■ Records ■
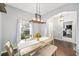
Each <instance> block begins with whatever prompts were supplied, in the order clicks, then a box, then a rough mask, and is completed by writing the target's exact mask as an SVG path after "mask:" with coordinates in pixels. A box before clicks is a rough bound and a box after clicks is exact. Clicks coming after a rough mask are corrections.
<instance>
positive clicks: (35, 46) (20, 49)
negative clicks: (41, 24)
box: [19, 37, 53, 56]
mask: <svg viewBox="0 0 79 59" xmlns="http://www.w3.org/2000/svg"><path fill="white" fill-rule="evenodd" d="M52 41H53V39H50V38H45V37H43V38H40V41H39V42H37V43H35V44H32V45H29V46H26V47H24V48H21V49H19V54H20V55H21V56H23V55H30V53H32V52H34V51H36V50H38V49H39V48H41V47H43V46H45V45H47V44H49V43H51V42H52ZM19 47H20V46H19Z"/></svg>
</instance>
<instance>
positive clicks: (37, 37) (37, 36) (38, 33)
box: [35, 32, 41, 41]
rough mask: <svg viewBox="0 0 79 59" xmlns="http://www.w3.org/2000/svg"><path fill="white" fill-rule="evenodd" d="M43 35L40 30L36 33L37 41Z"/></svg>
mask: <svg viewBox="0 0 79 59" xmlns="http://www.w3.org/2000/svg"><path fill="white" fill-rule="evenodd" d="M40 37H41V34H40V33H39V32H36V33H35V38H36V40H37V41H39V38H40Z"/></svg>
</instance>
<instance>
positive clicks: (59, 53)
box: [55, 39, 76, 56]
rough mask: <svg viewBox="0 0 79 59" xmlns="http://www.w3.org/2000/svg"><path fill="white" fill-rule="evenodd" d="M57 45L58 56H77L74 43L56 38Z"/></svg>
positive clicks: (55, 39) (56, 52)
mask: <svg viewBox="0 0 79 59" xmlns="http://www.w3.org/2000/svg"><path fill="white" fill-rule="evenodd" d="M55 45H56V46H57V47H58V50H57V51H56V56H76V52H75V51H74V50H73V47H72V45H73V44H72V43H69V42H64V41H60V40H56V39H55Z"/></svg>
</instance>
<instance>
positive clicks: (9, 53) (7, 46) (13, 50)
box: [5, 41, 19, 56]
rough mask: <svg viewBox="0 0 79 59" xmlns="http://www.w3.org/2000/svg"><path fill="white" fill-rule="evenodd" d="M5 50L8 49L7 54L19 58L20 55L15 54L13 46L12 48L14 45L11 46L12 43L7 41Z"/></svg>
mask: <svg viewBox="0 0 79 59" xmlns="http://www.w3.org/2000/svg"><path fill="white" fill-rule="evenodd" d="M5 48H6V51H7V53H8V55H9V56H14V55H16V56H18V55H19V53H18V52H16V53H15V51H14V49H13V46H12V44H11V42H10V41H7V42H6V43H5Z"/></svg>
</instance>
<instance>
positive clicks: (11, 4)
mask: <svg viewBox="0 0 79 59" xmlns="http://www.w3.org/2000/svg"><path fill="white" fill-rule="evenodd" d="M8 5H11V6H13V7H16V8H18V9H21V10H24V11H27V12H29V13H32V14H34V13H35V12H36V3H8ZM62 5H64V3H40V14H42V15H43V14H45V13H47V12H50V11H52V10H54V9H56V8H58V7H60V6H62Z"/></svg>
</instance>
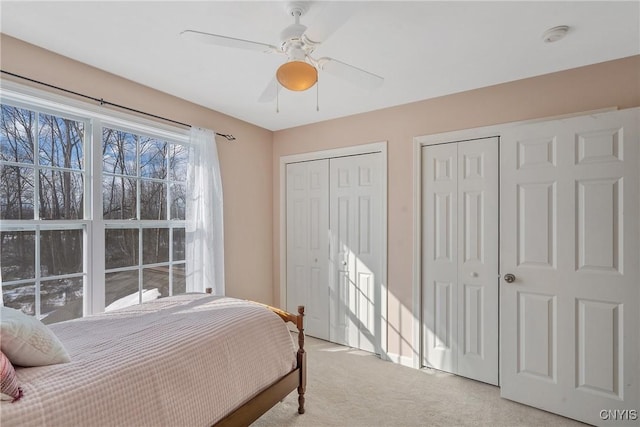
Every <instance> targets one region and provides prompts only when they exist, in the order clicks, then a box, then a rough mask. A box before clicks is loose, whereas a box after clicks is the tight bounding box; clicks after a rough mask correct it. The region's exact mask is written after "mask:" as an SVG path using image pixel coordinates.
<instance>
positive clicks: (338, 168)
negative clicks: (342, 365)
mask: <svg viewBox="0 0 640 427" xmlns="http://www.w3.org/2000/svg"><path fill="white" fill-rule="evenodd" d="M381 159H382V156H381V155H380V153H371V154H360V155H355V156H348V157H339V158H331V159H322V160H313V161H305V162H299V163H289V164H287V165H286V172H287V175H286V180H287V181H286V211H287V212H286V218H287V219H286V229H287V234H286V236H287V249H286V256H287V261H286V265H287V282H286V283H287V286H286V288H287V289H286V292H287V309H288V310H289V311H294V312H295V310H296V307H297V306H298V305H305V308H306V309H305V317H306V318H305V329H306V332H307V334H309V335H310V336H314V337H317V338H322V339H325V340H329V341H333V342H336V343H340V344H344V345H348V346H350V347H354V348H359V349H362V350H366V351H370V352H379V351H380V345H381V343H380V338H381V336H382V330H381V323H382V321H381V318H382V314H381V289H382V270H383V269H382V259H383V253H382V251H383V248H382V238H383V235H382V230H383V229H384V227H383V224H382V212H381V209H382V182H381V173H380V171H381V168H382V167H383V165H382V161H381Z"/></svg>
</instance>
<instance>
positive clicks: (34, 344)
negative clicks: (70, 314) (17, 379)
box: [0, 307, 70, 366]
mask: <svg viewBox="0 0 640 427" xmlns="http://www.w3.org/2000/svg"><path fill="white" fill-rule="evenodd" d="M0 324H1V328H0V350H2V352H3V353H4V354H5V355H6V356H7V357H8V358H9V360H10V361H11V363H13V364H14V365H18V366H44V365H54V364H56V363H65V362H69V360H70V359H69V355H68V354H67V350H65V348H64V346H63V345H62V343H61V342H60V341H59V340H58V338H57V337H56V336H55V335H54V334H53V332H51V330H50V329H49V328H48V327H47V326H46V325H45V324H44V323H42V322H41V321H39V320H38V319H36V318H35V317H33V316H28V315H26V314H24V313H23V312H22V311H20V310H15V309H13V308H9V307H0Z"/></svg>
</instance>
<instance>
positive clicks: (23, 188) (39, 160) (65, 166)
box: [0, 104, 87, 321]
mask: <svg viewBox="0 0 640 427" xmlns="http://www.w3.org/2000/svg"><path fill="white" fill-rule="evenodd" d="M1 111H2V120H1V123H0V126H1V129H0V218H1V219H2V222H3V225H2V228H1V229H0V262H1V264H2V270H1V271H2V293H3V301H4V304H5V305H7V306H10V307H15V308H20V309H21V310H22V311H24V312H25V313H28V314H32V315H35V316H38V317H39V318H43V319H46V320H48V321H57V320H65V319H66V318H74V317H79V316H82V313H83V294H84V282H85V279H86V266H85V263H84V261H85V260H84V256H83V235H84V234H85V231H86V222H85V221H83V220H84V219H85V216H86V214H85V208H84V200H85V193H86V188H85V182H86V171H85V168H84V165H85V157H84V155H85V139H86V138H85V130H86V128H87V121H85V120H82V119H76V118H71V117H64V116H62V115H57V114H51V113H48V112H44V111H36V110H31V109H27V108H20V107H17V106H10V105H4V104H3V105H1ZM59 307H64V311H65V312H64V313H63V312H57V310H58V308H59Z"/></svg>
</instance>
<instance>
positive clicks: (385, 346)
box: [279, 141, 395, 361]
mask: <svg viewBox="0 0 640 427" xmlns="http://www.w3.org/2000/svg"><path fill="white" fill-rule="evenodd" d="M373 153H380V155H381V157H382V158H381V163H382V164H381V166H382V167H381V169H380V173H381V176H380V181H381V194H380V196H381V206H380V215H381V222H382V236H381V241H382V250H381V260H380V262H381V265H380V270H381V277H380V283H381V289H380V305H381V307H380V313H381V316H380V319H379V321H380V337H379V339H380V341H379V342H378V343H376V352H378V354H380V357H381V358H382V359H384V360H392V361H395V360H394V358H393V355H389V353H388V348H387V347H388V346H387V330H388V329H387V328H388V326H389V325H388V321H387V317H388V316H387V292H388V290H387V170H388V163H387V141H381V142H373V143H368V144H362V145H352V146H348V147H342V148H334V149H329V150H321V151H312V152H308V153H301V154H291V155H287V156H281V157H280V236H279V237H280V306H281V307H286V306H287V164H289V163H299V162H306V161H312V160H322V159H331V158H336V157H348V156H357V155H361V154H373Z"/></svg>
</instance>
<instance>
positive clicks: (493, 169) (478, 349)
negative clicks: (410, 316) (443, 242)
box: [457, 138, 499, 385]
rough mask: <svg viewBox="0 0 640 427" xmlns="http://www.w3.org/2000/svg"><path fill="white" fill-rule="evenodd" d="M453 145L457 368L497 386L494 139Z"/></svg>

--

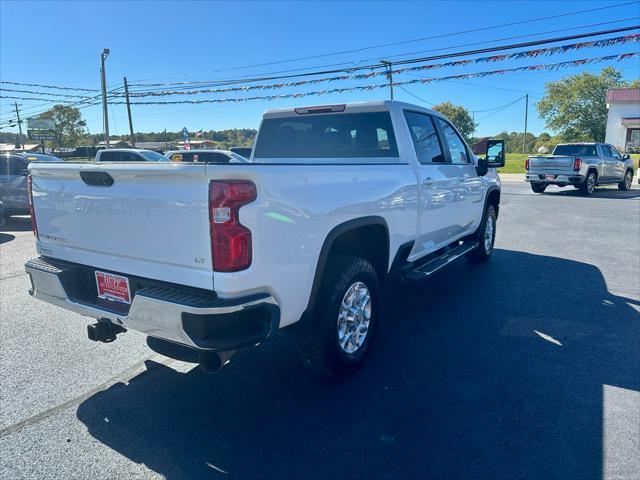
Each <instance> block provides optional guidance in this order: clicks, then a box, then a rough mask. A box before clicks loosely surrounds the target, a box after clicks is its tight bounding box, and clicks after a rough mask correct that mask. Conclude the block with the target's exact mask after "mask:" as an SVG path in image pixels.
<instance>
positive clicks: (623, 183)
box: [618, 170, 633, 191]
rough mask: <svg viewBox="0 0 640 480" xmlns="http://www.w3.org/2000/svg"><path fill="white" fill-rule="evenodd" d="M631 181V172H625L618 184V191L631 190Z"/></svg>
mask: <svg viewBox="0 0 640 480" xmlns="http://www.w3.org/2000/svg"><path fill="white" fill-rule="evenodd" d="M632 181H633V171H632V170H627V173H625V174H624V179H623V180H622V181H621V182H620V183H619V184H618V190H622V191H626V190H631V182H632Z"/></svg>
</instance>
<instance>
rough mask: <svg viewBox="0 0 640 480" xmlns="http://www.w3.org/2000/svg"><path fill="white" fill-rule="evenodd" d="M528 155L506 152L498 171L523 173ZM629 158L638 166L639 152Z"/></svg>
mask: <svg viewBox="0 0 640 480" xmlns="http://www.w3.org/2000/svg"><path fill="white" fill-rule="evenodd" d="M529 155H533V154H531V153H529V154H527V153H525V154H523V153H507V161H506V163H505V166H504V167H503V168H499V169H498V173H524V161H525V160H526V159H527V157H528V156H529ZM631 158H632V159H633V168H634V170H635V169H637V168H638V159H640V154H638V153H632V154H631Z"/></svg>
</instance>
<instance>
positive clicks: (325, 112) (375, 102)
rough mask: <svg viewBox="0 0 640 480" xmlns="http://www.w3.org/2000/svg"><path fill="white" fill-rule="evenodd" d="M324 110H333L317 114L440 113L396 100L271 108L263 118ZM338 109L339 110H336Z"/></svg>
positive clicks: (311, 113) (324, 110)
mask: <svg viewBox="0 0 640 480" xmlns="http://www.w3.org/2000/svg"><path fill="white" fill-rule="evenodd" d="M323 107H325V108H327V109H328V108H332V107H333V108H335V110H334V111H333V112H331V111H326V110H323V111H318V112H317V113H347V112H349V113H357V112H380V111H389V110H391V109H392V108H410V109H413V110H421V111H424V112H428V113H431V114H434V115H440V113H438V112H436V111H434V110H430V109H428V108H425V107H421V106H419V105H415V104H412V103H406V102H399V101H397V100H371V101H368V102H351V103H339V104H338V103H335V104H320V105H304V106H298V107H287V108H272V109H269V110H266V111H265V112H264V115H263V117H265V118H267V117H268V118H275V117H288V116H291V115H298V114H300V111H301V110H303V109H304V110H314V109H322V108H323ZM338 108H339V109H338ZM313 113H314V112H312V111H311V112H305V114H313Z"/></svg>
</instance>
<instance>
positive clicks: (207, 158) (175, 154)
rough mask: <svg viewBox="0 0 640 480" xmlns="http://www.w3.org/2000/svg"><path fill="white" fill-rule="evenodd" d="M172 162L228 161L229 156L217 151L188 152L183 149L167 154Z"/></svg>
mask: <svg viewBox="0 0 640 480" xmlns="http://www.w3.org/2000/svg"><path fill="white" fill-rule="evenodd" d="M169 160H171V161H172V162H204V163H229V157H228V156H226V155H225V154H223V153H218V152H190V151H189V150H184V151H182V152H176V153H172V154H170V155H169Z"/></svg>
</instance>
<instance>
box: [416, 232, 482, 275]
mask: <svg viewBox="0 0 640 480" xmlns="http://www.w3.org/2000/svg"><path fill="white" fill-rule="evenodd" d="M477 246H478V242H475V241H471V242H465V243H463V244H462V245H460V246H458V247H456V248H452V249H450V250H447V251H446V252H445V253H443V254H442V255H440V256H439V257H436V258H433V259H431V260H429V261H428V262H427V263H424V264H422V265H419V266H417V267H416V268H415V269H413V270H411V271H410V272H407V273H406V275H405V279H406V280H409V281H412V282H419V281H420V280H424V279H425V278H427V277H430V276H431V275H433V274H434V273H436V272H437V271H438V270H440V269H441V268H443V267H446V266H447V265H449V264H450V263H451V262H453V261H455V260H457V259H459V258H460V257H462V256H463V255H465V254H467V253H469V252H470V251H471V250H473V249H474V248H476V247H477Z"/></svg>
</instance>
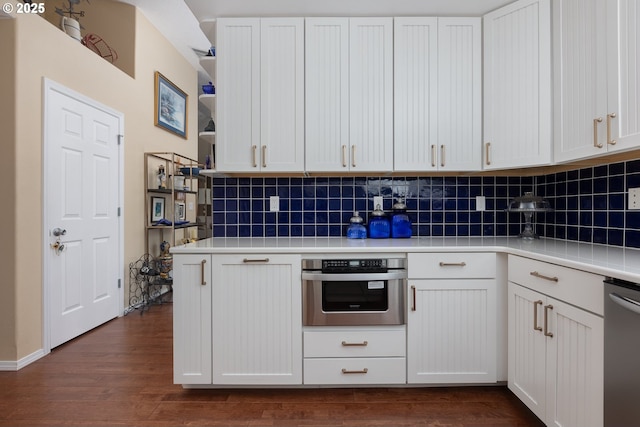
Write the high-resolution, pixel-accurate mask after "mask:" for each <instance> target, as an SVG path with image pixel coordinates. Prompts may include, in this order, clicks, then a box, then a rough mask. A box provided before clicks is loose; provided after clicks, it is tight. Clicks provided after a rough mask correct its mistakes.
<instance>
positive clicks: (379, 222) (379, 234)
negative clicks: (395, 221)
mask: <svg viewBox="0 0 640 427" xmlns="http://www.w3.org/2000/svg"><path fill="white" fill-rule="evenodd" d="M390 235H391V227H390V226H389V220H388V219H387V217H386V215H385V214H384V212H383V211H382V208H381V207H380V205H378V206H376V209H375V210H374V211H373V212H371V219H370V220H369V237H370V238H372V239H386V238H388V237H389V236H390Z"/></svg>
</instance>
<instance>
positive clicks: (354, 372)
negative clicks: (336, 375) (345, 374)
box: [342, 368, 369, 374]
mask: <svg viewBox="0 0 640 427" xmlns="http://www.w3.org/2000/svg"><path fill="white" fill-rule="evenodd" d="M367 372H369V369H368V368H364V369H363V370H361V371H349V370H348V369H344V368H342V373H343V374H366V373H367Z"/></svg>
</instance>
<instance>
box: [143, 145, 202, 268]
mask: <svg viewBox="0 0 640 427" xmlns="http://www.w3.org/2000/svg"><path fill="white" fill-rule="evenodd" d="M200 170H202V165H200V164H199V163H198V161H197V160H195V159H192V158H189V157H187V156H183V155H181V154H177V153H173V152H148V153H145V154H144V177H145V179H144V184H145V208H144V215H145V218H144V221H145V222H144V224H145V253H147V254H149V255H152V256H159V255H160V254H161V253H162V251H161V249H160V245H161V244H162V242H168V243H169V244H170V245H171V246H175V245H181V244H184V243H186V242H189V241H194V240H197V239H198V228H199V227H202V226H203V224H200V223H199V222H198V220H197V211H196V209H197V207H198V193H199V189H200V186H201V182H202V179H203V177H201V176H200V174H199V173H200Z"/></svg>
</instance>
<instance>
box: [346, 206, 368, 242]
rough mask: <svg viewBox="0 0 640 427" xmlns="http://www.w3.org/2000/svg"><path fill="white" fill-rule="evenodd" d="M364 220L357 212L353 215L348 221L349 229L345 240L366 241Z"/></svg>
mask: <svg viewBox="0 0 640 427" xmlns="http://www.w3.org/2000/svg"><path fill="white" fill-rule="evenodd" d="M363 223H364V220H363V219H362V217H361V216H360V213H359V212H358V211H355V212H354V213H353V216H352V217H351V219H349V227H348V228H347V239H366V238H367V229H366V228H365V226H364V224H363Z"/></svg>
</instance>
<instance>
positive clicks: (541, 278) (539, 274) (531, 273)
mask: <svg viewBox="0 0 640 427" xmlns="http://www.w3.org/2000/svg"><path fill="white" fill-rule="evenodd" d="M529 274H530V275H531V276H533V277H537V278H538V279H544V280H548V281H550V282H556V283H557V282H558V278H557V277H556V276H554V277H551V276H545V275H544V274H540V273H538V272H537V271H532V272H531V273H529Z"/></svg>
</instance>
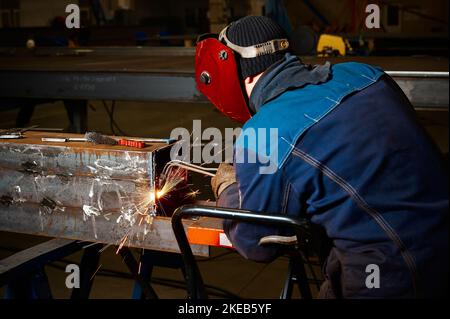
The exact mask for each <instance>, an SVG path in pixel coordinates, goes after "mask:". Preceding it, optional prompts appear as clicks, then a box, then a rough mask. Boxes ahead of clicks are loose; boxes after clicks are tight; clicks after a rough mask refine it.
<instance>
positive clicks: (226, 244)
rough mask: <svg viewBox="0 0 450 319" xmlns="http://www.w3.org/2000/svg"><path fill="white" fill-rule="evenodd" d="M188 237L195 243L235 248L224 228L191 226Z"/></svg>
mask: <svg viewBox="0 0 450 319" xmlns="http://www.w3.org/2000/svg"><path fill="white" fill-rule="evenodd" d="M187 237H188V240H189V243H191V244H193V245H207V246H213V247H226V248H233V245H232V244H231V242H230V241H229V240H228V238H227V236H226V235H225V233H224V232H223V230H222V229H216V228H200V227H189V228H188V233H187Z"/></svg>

...

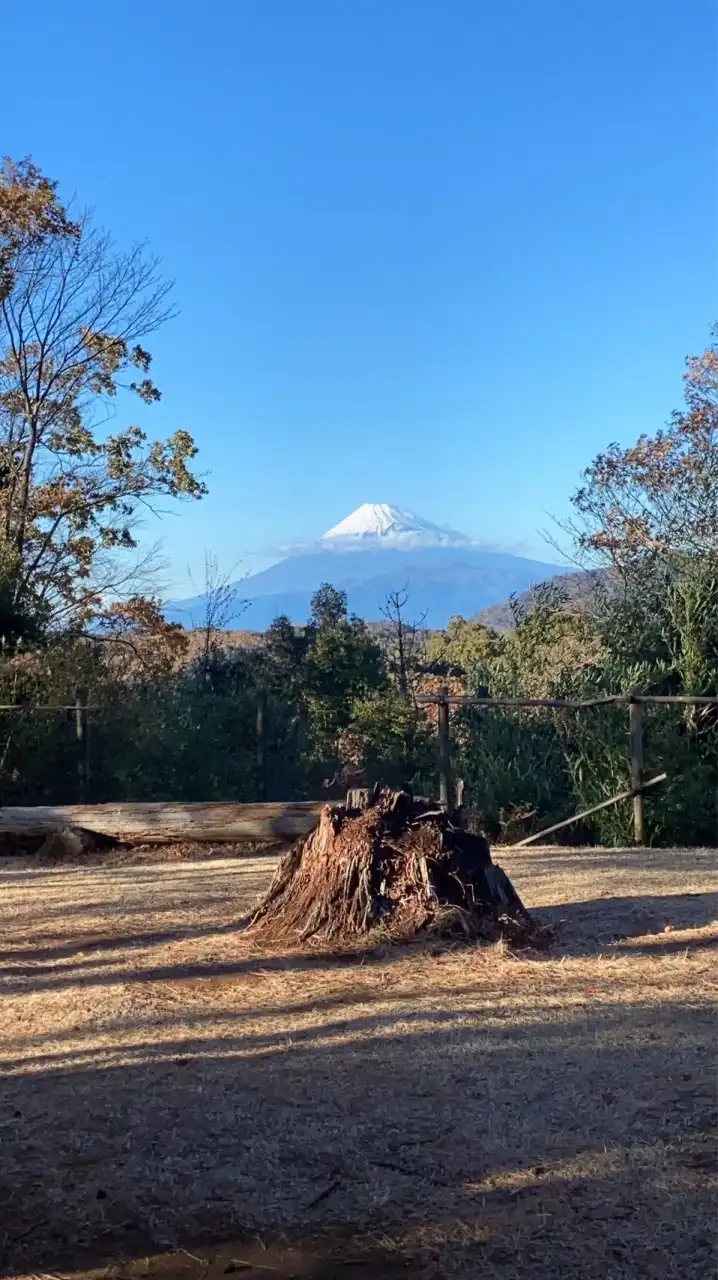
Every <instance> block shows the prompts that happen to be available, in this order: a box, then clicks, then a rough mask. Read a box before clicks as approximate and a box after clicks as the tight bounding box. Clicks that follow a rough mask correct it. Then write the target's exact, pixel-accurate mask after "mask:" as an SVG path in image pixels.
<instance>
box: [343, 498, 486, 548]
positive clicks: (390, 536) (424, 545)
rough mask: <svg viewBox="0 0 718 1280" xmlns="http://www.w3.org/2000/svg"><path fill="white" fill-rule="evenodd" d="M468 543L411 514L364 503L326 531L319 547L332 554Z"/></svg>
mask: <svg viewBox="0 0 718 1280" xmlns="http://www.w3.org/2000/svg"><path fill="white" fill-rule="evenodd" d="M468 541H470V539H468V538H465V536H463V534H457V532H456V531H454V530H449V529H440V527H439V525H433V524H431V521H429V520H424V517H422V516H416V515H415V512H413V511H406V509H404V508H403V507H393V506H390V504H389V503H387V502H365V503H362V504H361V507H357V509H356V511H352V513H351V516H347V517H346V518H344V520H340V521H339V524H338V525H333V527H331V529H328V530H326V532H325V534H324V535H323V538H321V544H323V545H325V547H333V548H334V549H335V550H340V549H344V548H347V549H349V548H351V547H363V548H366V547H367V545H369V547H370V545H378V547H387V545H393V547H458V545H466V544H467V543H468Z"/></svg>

■ Exercise ■
Would you copy, word for word, only the lines above from the one containing "positive clicks: (11, 4)" through the one containing "negative clicks: (70, 314) (17, 379)", both included, and please leave out the pictures?

■ Worked solution ■
positive clicks: (11, 4)
mask: <svg viewBox="0 0 79 59" xmlns="http://www.w3.org/2000/svg"><path fill="white" fill-rule="evenodd" d="M8 5H11V6H13V7H16V8H18V9H21V10H24V11H27V12H29V13H32V14H34V13H35V12H36V3H8ZM62 5H64V3H40V14H42V15H43V14H45V13H47V12H50V11H52V10H54V9H56V8H58V7H60V6H62Z"/></svg>
</instance>
Every <instance> targets one region and provides prompts only when they exist, in the order clicks, then a box, then a rough mask. A box before clicks is loose, whereas a box after clicks is the tight bounding box; clicks after a rough mask correct it. The region's exact mask is written after "mask:" as an SVG path using image pixel coordinates.
<instance>
positive clicks: (338, 168)
negative clicks: (342, 365)
mask: <svg viewBox="0 0 640 427" xmlns="http://www.w3.org/2000/svg"><path fill="white" fill-rule="evenodd" d="M381 159H382V156H381V155H380V153H371V154H360V155H355V156H348V157H339V158H331V159H322V160H313V161H305V162H299V163H289V164H287V165H286V172H287V175H286V180H287V181H286V211H287V212H286V218H287V219H286V229H287V234H286V236H287V249H286V256H287V261H286V265H287V282H286V283H287V286H286V288H287V289H286V292H287V309H288V310H289V311H294V312H295V310H296V307H297V306H298V305H305V308H306V309H305V317H306V318H305V329H306V332H307V334H309V335H310V336H314V337H317V338H322V339H325V340H329V341H333V342H336V343H340V344H344V345H348V346H350V347H354V348H359V349H362V350H366V351H370V352H379V351H380V345H381V343H380V338H381V336H382V330H381V323H382V321H381V318H382V314H381V289H382V270H383V269H382V259H383V253H382V251H383V248H382V238H383V235H382V230H383V229H384V227H383V224H382V212H381V209H382V182H381V173H380V171H381V168H382V167H383V165H382V161H381Z"/></svg>
</instance>
<instance>
positive clicks: (34, 344)
negative clicks: (70, 314) (17, 379)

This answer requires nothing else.